§ **Reading text**:
## begin
Simplifying sequential() / parallel()
Joe Bowbeer
joe.bowbeer at gmail.com
Fri Mar 22 08:09:56 PDT 2013
I'm just asking about the rules for each() in groovy. gpars is special
purpose, akin to adding parallel() to ones code.
On Mar 22, 2013 10:57 AM, "Remi Forax" <forax at univ-mlv.fr> wrote:
> On 03/22/2013 03:07 PM, Joe Bowbeer wrote:
>
>>
>> Stateful programming has its issues but that ship has already sailed (in
>> Java).
>>
>> The programs where these new expressions will live are full of state...
>>
>> With the introduction of streams, programmers and refactoring tools will
>> be introducing the cool new expressions into existing code. (forEach is the
>> groovy guy's for loop, right?)
>>
>> I don't want to create danger zones in the code where these
>> transformations are accidents waiting to happen. Also think of the code
>> maintainers trying to determine, as they are enhancing and debugging the
>> code, where they are allowed to add state.
>>
>> Before, the existence of parallel() created a danger zone, but
>> sequential() restored safety. That's an easy rule to understand.
>>
>> BTW, what are the rules in Scala and groovy?
>>
>> Joe
>>
>>
> for Groovy, gpars the groovy parallel library doesn't allow stateful
> closure,
> you have too use special constructs like Agent for that.
>
> http://gpars.codehaus.org/
>
> Rémi
>
> On Mar 22, 2013 9:33 AM, "Brian Goetz" <brian.goetz at oracle.com <mailto:
>> brian.goetz at oracle.com**>> wrote:
>>
>> The problem with stateful lambdas is that, unless one block of
>> code has control over the entire pipeline, it is an accident
>> waiting to happen.
>>
>> Let's say you receive a stream as a parameter:
>>
>> void foo(Stream s) { ... }
>>
>> and you want to do something that requires a stateful mapper:
>>
>> void foo(Stream s) {
>> s.map(... stateful ...)...
>> }
>>
>> That's a bug already. Because you don't know that the stream you
>> were passed in is sequential. But I doubt that people will
>> remember, even most of the time, they need to do:
>>
>> s.sequential().map(... stateful ...)...
>>
>> instead. Won't happen.
>>
>> Stateful lambdas introduce the need for non-modular reasoning
>> about stream pipelines (who created this? who will consume this?
>> in what state was it created?). And, it has all the same
>> self-deception problems as thread-safety. People convince
>> themselves "I don't need to think about synchronization because no
>> one will ever use this object concurrently."
## end
§ **Information given**:
## begin
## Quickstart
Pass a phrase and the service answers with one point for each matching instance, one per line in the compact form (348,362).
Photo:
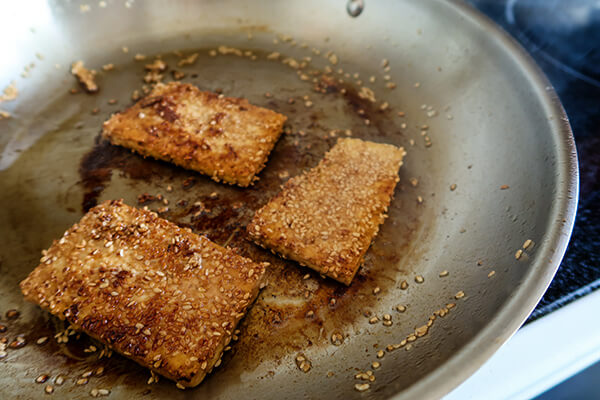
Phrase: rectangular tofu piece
(223,137)
(327,217)
(152,291)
## end
§ **Given task 1**: Put every line of the records that follow the Java streams thread into a numbered list, skipping blank lines and leaving the picture out.
§ **Given task 2**: Write what comes next in the thread on stateful lambdas and Java streams, picking up after its last sentence.

§ **Response 1**:
1. ## Quickstart
2. Pass a phrase and the service answers with one point for each matching instance, one per line in the compact form (348,362).
3. Photo:
4. Phrase: rectangular tofu piece
5. (223,137)
6. (327,217)
7. (152,291)

§ **Response 2**:
>>
>> So, while I sympathize with the desire to let people say "I know
>> that this entire stream pipeline has been carefully controlled
>> such as to not have statefulness distort its results", I think in
>> reality, this will quickly turn into "statefulness is OK" in most
>> people's minds. With the attended inevitable foot-shooting.
>>
>> On 3/21/2013 9:57 PM, Joe Bowbeer wrote:
>>
>> I'm traveling now and won't be able to respond promptly but
>> this topic
>> has been raised a couple of times already. Feel free to copy
>> and paste
>> my response from previous discussions:)
>>
>> Rephrasing, I'm OK with non-interference but I object to banning
>> stateful in sequential ops.
>>
>> I think there should be a one-one correspondence between any
>> for loop
>> and a sequential forEach.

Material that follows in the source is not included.